→ **Письменное задание 1**: Перепиши слово в слово кусок текста о приезде Хелены к Пикассо: от слов «Хелена приехала в» до слов «в объятия.– Пабло!».
→ **Письменное задание 2**: Допиши текст о приезде Хелены к Пикассо дальше, начиная сразу после последней фразы.

══ Текст страницы

Хелена приехала в шелковом пальто оранжевых и желтых оттенков, украшенном большими искусственными цветами, из-под которого виднелась бархатная туника ядовито-зеленого цвета, похожая на средневековые одежды. Патрик позвонил в дверь. Сторож сказал, что дома никого нет, но, узнав гостью, испугался и смущенно пробормотал, что пойдет все же поищет мадам Жаклин[135]
. Прибежала спутница Пикассо, и несколько минут спустя «два священных чудовища» пали друг другу в объятия.– Пабло!
– Хелена!

════
══ Строки данных

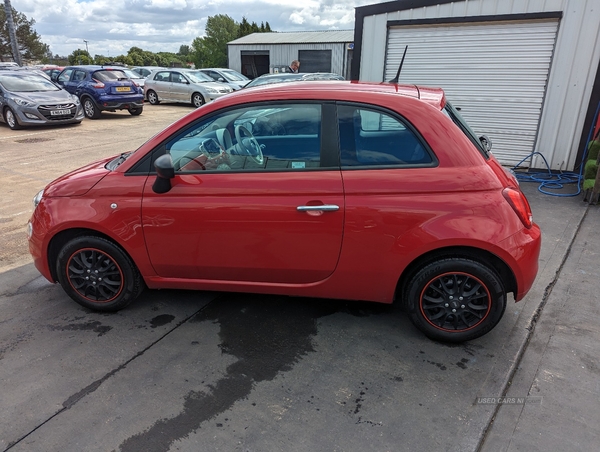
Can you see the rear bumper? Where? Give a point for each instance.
(524, 247)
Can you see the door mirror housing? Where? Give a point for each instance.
(164, 173)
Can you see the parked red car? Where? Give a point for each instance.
(342, 190)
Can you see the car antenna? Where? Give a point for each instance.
(395, 79)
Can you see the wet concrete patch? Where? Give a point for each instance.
(267, 335)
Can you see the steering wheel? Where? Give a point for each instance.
(247, 144)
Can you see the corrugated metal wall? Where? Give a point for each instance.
(281, 55)
(495, 72)
(572, 73)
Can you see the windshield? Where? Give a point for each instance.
(26, 83)
(234, 76)
(456, 117)
(199, 77)
(129, 73)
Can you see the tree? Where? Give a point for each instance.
(30, 45)
(80, 56)
(211, 50)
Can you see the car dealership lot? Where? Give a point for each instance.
(196, 371)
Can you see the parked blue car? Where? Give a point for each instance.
(101, 89)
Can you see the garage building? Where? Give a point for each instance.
(523, 73)
(318, 51)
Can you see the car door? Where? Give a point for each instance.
(64, 80)
(161, 84)
(180, 87)
(228, 217)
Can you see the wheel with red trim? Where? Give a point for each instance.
(456, 299)
(98, 274)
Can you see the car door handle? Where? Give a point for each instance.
(323, 208)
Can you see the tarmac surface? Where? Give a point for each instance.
(196, 371)
(558, 371)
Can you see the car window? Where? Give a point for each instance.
(162, 76)
(65, 75)
(78, 76)
(176, 77)
(109, 75)
(370, 137)
(281, 137)
(26, 83)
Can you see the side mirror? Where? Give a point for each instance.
(164, 173)
(486, 142)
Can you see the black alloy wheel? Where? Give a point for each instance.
(456, 299)
(198, 100)
(152, 97)
(97, 274)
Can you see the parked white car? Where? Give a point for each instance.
(182, 85)
(228, 76)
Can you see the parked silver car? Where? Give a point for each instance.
(145, 71)
(30, 99)
(182, 85)
(228, 76)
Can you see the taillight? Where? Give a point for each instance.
(520, 205)
(98, 84)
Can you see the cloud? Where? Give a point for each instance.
(113, 27)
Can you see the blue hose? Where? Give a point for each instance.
(548, 180)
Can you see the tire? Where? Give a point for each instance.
(90, 110)
(152, 97)
(11, 119)
(97, 274)
(198, 100)
(455, 299)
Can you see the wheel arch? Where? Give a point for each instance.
(61, 238)
(476, 254)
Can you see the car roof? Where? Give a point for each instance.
(340, 90)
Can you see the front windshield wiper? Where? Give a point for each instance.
(120, 159)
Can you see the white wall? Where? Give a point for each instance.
(572, 72)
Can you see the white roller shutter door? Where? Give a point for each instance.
(495, 72)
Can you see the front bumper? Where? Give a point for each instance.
(41, 115)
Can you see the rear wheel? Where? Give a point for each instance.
(152, 97)
(11, 119)
(456, 299)
(89, 108)
(97, 274)
(198, 100)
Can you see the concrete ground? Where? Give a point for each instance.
(558, 373)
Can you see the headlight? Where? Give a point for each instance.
(37, 198)
(22, 102)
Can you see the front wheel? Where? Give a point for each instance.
(11, 119)
(97, 274)
(89, 109)
(197, 100)
(152, 97)
(455, 299)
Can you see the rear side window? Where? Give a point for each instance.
(370, 137)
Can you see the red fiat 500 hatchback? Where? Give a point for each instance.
(335, 189)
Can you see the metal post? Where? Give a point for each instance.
(11, 32)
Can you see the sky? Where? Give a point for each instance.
(112, 27)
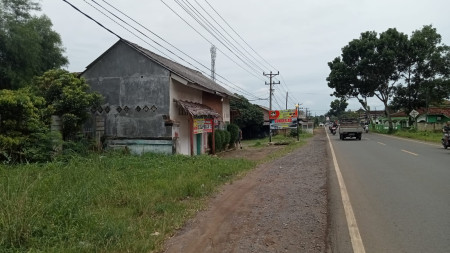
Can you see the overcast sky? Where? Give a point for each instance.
(295, 37)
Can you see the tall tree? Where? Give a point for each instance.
(67, 96)
(370, 66)
(338, 107)
(28, 45)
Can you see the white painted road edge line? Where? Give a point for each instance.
(411, 140)
(357, 244)
(409, 152)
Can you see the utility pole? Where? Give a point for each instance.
(270, 96)
(286, 98)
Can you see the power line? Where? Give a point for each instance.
(104, 27)
(191, 12)
(239, 89)
(201, 35)
(223, 36)
(238, 35)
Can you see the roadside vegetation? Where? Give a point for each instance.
(110, 203)
(114, 202)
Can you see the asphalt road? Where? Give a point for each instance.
(399, 191)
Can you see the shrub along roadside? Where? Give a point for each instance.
(416, 135)
(112, 203)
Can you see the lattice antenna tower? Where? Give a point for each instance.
(213, 62)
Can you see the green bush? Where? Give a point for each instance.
(234, 134)
(226, 139)
(21, 125)
(218, 137)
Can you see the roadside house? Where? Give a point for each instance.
(153, 104)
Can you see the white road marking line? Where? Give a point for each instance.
(355, 236)
(406, 139)
(409, 152)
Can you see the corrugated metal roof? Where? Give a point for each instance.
(198, 110)
(193, 76)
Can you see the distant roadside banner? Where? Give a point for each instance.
(282, 119)
(414, 113)
(202, 126)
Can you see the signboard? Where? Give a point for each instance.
(283, 119)
(414, 113)
(202, 126)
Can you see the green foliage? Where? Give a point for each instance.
(68, 96)
(234, 134)
(226, 139)
(250, 119)
(219, 138)
(338, 107)
(410, 72)
(111, 203)
(23, 130)
(28, 45)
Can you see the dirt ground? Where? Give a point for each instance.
(281, 206)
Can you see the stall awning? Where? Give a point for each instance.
(198, 110)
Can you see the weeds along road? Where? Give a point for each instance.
(281, 206)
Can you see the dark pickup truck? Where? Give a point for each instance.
(350, 128)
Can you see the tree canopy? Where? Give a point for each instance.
(28, 45)
(251, 117)
(389, 66)
(338, 107)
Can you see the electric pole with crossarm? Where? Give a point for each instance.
(270, 95)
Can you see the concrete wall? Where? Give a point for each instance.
(136, 92)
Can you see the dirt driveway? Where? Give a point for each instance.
(281, 206)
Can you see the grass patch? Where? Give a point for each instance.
(290, 144)
(418, 135)
(111, 203)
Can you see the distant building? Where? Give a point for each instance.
(153, 104)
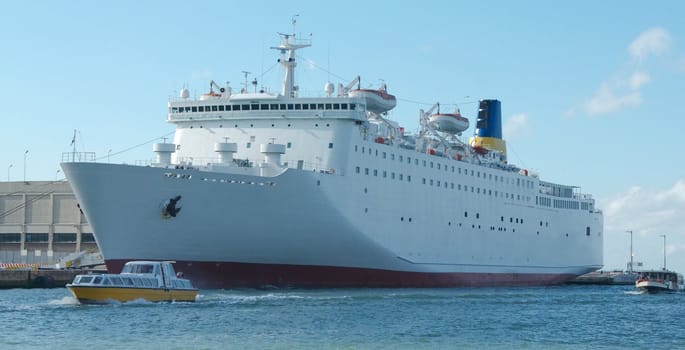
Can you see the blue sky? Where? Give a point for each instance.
(590, 90)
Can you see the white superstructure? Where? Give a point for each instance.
(277, 189)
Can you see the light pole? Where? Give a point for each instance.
(25, 153)
(630, 267)
(664, 236)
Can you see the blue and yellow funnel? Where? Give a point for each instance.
(488, 133)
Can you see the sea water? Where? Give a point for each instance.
(559, 317)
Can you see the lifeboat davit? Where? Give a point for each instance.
(451, 123)
(377, 101)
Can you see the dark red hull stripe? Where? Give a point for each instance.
(216, 275)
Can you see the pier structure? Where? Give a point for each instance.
(41, 222)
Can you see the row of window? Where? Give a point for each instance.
(265, 107)
(440, 166)
(229, 181)
(44, 238)
(445, 184)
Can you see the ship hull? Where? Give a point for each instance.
(234, 275)
(307, 229)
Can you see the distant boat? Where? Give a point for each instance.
(147, 280)
(654, 281)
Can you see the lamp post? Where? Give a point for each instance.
(25, 153)
(664, 236)
(630, 267)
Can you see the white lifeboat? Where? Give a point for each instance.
(451, 123)
(210, 95)
(377, 101)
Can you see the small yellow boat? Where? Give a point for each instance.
(148, 280)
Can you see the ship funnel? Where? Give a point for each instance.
(488, 134)
(163, 151)
(272, 153)
(226, 151)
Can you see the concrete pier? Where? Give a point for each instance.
(41, 278)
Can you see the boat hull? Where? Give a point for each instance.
(104, 295)
(210, 275)
(308, 230)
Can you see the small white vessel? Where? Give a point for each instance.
(148, 280)
(655, 281)
(450, 123)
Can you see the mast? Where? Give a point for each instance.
(289, 44)
(630, 267)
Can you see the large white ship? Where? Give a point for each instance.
(276, 189)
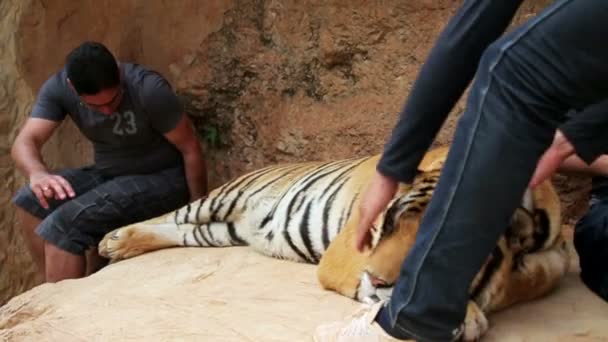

════

→ **Результат задания 1**:
Хелена приехала в шелковом пальто оранжевых и желтых оттенков, украшенном большими искусственными цветами, из-под которого виднелась бархатная туника ядовито-зеленого цвета, похожая на средневековые одежды. Патрик позвонил в дверь. Сторож сказал, что дома никого нет, но, узнав гостью, испугался и смущенно пробормотал, что пойдет все же поищет мадам Жаклин[135]
. Прибежала спутница Пикассо, и несколько минут спустя «два священных чудовища» пали друг другу в объятия.– Пабло!

→ **Результат задания 2**:
Потрясенные присутствующие молча наблюдали эту сцену. Там были Жаклин, Палома[136]
, Канвейллер[137] и американский актер Гэри Купер с женой и дочерью. Пабло тут же показал клоунский номер: изображая ковбоя, он расставил ноги и потрясал пистолетами, которые бросил ему Гэри Купер. Тот тоже включился в этот импровизированный вестерн: вскочил, сделал вид, что убит, и долго картинно падал на землю. Хелена, изображая восторженную публику, засмеялась и зааплодировала. Она была готова на все, лишь бы получить портрет. Затем веселая компания направилась к столу.– Вы похожи на очаровательную травести, собирающуюся на бал, – любезно улыбаясь, сказал каталонец американке, церемонно протягивая ей намазанную маслом тартинку с кружочком колбасы.
– Нарядилась специально для вас, – ответила она. – Когда мы начнем?
– Начнем что?
– Портрет, конечно!
– Ах это… Завтра, завтра в шесть часов.
Следующие три дня Хелена в самых роскошных нарядах позировала Пикассо.
– У вас большие уши, Хелена, – говорил мэтр.
– У вас тоже, Пабло.
– Вы знаете, что это значит? Мы будем жить долго, как слоны.
Как-то вечером он спросил, сколько ей лет. «Больше, чем вам», – ответила она.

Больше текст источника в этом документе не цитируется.